A faithful copy of all the data is the goal; omit the pictures.

** DATA IN THIS EXERCISE follows **

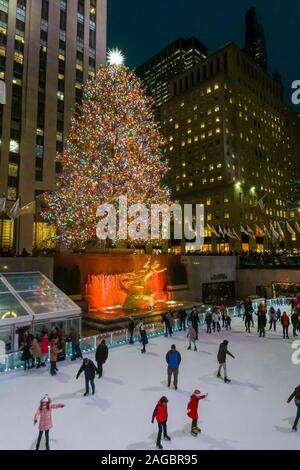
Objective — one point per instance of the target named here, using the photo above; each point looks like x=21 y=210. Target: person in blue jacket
x=173 y=359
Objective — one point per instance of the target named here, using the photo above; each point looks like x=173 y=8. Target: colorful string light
x=114 y=148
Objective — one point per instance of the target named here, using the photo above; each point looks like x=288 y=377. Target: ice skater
x=161 y=414
x=222 y=355
x=296 y=396
x=192 y=411
x=173 y=359
x=89 y=369
x=101 y=357
x=192 y=336
x=44 y=415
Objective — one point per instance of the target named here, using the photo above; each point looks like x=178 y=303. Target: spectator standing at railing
x=272 y=318
x=44 y=349
x=75 y=339
x=285 y=321
x=295 y=321
x=208 y=321
x=101 y=357
x=182 y=319
x=131 y=327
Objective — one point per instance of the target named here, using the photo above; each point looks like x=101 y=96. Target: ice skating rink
x=249 y=413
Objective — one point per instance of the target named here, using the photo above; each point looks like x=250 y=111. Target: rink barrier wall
x=12 y=361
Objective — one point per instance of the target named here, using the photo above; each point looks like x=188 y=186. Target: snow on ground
x=249 y=413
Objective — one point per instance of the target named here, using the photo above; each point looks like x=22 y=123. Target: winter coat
x=223 y=351
x=26 y=354
x=261 y=320
x=45 y=416
x=54 y=350
x=101 y=353
x=285 y=321
x=191 y=333
x=89 y=370
x=35 y=348
x=144 y=338
x=45 y=345
x=173 y=359
x=192 y=408
x=295 y=394
x=160 y=412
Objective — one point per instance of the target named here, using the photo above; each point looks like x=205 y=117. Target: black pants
x=162 y=428
x=285 y=331
x=39 y=440
x=100 y=369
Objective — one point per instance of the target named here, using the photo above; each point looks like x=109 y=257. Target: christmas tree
x=114 y=148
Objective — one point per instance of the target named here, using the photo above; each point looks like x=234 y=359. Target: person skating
x=261 y=323
x=76 y=350
x=194 y=318
x=26 y=355
x=296 y=396
x=208 y=321
x=44 y=349
x=44 y=416
x=54 y=350
x=101 y=357
x=192 y=337
x=285 y=321
x=89 y=369
x=222 y=356
x=160 y=413
x=295 y=321
x=192 y=411
x=144 y=338
x=173 y=359
x=182 y=319
x=227 y=322
x=131 y=326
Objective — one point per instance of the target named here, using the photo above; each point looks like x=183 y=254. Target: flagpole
x=2 y=228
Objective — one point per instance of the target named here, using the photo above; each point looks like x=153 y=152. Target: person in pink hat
x=44 y=415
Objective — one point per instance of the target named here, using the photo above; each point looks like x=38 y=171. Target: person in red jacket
x=161 y=415
x=192 y=410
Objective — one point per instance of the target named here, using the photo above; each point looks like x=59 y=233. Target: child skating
x=192 y=411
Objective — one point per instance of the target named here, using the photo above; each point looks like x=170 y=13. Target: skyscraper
x=48 y=49
x=181 y=55
x=255 y=40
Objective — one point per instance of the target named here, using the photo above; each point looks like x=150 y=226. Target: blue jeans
x=298 y=414
x=87 y=387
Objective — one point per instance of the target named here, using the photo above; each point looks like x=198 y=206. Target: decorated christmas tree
x=114 y=148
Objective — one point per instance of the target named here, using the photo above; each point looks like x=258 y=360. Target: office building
x=232 y=146
x=179 y=56
x=48 y=49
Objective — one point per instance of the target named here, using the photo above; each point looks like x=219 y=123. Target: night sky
x=142 y=28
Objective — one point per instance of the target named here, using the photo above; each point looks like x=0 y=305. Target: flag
x=259 y=232
x=267 y=232
x=274 y=233
x=212 y=229
x=2 y=204
x=290 y=229
x=250 y=232
x=243 y=230
x=280 y=231
x=14 y=211
x=235 y=234
x=28 y=209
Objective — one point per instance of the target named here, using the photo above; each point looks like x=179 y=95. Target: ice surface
x=249 y=413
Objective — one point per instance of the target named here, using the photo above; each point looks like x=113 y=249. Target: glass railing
x=12 y=361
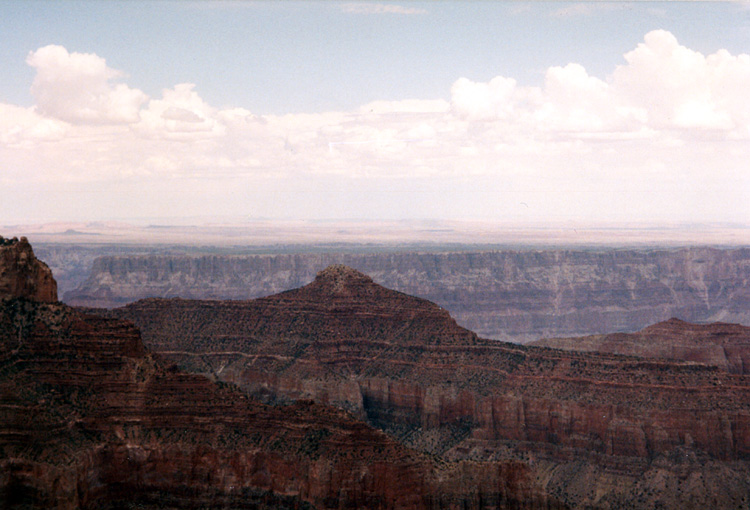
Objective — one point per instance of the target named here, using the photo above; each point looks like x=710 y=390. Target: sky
x=522 y=113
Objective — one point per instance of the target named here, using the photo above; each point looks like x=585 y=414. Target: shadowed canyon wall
x=90 y=420
x=509 y=295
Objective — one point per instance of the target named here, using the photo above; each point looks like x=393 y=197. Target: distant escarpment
x=90 y=420
x=596 y=430
x=508 y=295
x=22 y=275
x=719 y=344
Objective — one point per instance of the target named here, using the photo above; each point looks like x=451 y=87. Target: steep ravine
x=598 y=431
x=90 y=420
x=517 y=296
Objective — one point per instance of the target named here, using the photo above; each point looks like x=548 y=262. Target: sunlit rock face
x=719 y=344
x=89 y=419
x=598 y=430
x=512 y=295
x=22 y=275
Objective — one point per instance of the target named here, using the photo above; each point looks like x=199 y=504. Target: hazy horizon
x=514 y=114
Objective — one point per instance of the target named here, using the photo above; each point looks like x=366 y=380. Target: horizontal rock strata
x=90 y=420
x=594 y=428
x=517 y=295
x=726 y=346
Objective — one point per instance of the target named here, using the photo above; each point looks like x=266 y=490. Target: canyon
x=719 y=344
x=90 y=419
x=343 y=393
x=515 y=295
x=596 y=430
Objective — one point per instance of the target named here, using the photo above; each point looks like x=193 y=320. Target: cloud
x=78 y=88
x=666 y=122
x=370 y=8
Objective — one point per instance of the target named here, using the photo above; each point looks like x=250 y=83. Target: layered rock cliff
x=21 y=274
x=508 y=295
x=719 y=344
x=90 y=420
x=598 y=431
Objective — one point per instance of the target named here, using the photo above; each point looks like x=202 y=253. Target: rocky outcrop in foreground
x=518 y=295
x=596 y=430
x=21 y=274
x=726 y=346
x=90 y=420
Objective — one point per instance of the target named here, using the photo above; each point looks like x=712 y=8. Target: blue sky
x=456 y=110
x=318 y=56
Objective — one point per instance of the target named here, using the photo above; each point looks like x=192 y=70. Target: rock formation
x=719 y=344
x=90 y=420
x=596 y=430
x=21 y=274
x=518 y=295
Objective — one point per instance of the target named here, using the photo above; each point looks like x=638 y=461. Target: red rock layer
x=726 y=346
x=407 y=367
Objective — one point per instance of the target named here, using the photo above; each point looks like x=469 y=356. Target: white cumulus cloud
x=664 y=123
x=79 y=88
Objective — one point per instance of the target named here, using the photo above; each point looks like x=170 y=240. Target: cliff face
x=507 y=295
x=90 y=420
x=21 y=274
x=726 y=346
x=597 y=430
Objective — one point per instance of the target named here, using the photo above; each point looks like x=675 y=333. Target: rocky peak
x=22 y=274
x=339 y=279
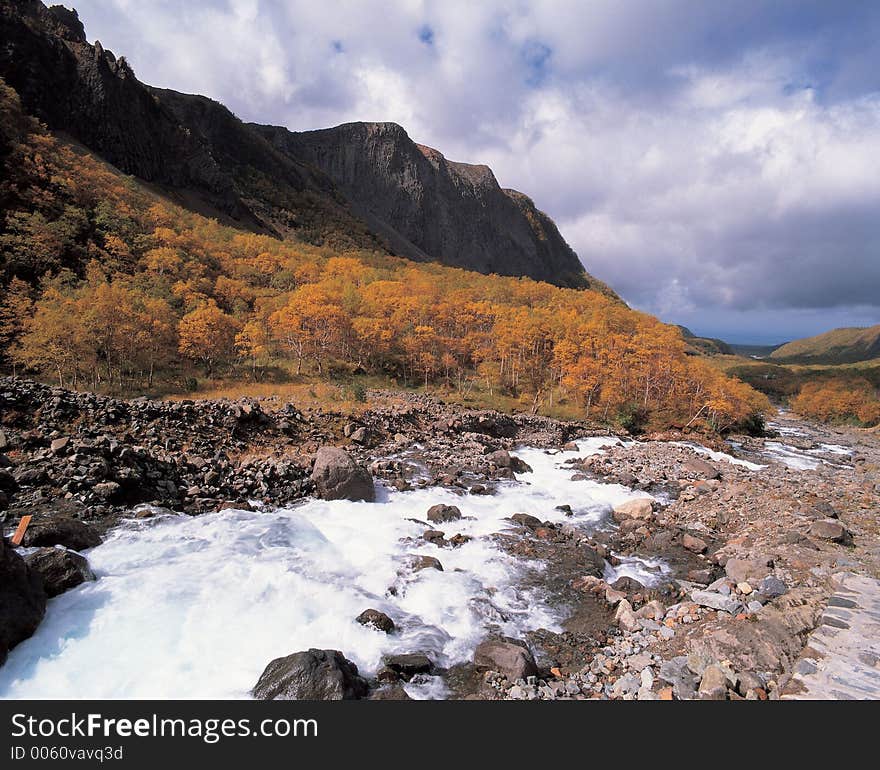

** End of DATA IN THIS EXERCISE **

TASK OUTPUT:
Objective — one point per instance of the target named here, using the photo above; each point looks like x=21 y=210. Target: person in blue jacket
x=173 y=359
Objective — one point per instance of the target named here, using the photo above; each point looks like x=173 y=8. Target: colorful string light
x=114 y=148
Objective — one point per instance of the target named here, using the photo above; each point looks like x=288 y=377. Target: ice skater
x=161 y=414
x=222 y=355
x=296 y=396
x=192 y=411
x=173 y=359
x=89 y=369
x=101 y=357
x=192 y=336
x=44 y=415
Objective — one point per instance of the target named here, using the photo above; each point looks like x=178 y=303. Target: spectator standing at railing
x=272 y=318
x=44 y=349
x=75 y=339
x=285 y=321
x=295 y=321
x=208 y=321
x=101 y=357
x=182 y=319
x=131 y=327
Objective — one point per instance of the target named here, using the photo above; each point looks like x=101 y=96. Target: ice skating rink
x=249 y=413
Objective — one point per instance of the target named here, using the photo above; each point looks like x=250 y=111. Target: rink barrier wall
x=12 y=361
Objective — one point per instance of the target named here, using the photo above; each point looks like x=188 y=186. Target: snow on ground
x=249 y=413
Objective — one point per instance of the target named here, using the photo above; each point looks like x=22 y=123. Target: winter coat
x=223 y=351
x=26 y=354
x=261 y=320
x=45 y=416
x=54 y=350
x=101 y=353
x=285 y=321
x=191 y=333
x=89 y=370
x=35 y=348
x=144 y=338
x=45 y=345
x=173 y=359
x=192 y=408
x=295 y=394
x=160 y=412
Objective — one point per instance of the target named here, using the photo above; each point looks like x=205 y=117. Target: black pants
x=162 y=428
x=285 y=331
x=39 y=440
x=100 y=369
Objective — one point per instance of the target named here, using the photo above; each point looks like x=109 y=257. Target: christmas tree
x=114 y=148
Objective — one point per instance of the target named here, using the photo above; each point looks like x=234 y=359. Target: person skating
x=261 y=323
x=76 y=350
x=194 y=318
x=26 y=355
x=296 y=396
x=208 y=321
x=44 y=349
x=44 y=416
x=54 y=350
x=101 y=357
x=192 y=337
x=285 y=321
x=89 y=369
x=222 y=356
x=160 y=413
x=295 y=321
x=192 y=411
x=144 y=338
x=173 y=359
x=182 y=319
x=227 y=322
x=131 y=326
Objective — one point per instance of the target named here, using the photo above; each point looks like x=183 y=254. Target: flagpole
x=2 y=228
Objective — one point per instance of the target named here, using the photo above; each point looks like x=153 y=152. Target: person in pink hat
x=44 y=415
Objective — one point per instance of the target named here, using the photo above; each point looks like x=38 y=171. Target: person in red jacket
x=161 y=415
x=192 y=410
Objective — one point per instance of the target named here, using the photo above; each point looks like x=59 y=233. Target: child skating
x=192 y=411
Objective — one point per instance of the target named here, using the photo above; each point looks like x=170 y=13. Target: skyscraper
x=48 y=49
x=181 y=55
x=255 y=40
Objective — one point per instance of the target named here, using the photo above; each point looks like x=150 y=226. Target: blue jeans
x=298 y=414
x=87 y=387
Objective — one point per instance of the target named here, using the photo above; each point looks like x=198 y=206. Target: decorated christmas tree
x=114 y=148
Objective — one point per instance of the target named here, using the photo above; each point looks like x=258 y=360. Target: office building
x=232 y=146
x=179 y=56
x=48 y=49
Objective — one point per instance of the target named here, using the photo above; each point looks like x=219 y=123. Target: night sky
x=142 y=28
Objective — one point per instance of the target named here, using the photo above; each point looks like x=0 y=305. Target: flag
x=259 y=232
x=267 y=232
x=274 y=233
x=212 y=229
x=2 y=204
x=290 y=229
x=250 y=232
x=243 y=230
x=280 y=231
x=14 y=211
x=235 y=234
x=28 y=209
Objective — one point per instance of the target named here, using the photo above; each point looks like x=179 y=95. Target: ice surface
x=249 y=413
Objective — one point per instance of the target named here, using the photo above; each point looks like x=113 y=249. Target: glass railing
x=12 y=361
Objective — one point per instance of the target named here, using the photo above; each point looks like x=710 y=390. Target: sky
x=522 y=113
Objective — one point per instance of the target named here, using the photo above; each point looks like x=585 y=414. Target: shadowed canyon wall
x=90 y=420
x=509 y=295
Objective — one point per instance of the target named here, using the photo above; each point looks like x=393 y=197. Target: distant escarpment
x=90 y=420
x=596 y=430
x=508 y=295
x=22 y=275
x=719 y=344
Objective — one point per instance of the target named here, using the photo above; each point looks like x=451 y=87. Target: steep ravine
x=598 y=431
x=90 y=420
x=517 y=296
Objective — one point per instance of the target named here, using the photo above; each point looks like x=548 y=262. Target: sunlit rock face
x=719 y=344
x=89 y=419
x=598 y=430
x=512 y=295
x=22 y=275
Objective — one point per instance of the target named here, using the photo above; each point looks like x=199 y=504. Target: hazy horizon
x=514 y=114
Objective — one point per instance of the target named here, using the photo above; each point looks like x=366 y=380. Target: horizontal rock strata
x=90 y=420
x=594 y=428
x=517 y=295
x=726 y=346
Objective — one point per instance of the target named here, using the photo above; each point looks like x=266 y=490. Target: canyon
x=719 y=344
x=90 y=419
x=343 y=393
x=515 y=295
x=596 y=430
Objective — one point per instance of the target named here, using the photo above; each point looks like x=193 y=320. Target: cloud
x=78 y=88
x=666 y=122
x=370 y=8
Objective — one point per instance of the target named here, using the photo above; each point looks like x=250 y=83. Target: layered rock cliff
x=21 y=274
x=508 y=295
x=719 y=344
x=90 y=420
x=598 y=431
Objective — one point per instance of the target named here, using the photo above; each point looks like x=202 y=253. Target: rocky outcrop in foreground
x=518 y=295
x=596 y=430
x=21 y=274
x=726 y=346
x=90 y=420
Objective — one point per instance of the target named here, using the photo above; each point looks like x=712 y=8. Target: blue sky
x=456 y=110
x=318 y=56
Objective — one point per instance of the target named here, using the photo above; each point looks like x=192 y=70. Target: rock formation
x=719 y=344
x=90 y=420
x=596 y=430
x=21 y=274
x=518 y=295
Objective — one point per instance of the target named here, using the photo above; each point looks like x=638 y=461. Target: red rock layer
x=726 y=346
x=407 y=367
Objective — one point per instance of the target named here, using the photo above; each point looks like x=469 y=356. Target: white cumulus cloud
x=664 y=123
x=79 y=88
Objective — one point per instance of the target named here, using the photo above; each point looks like x=170 y=240. Target: cliff face
x=507 y=295
x=90 y=420
x=21 y=274
x=726 y=346
x=597 y=430
Objective — one point per instance of the target named here, using the photo above; each point looks like x=675 y=333. Target: rocky peak
x=22 y=274
x=339 y=279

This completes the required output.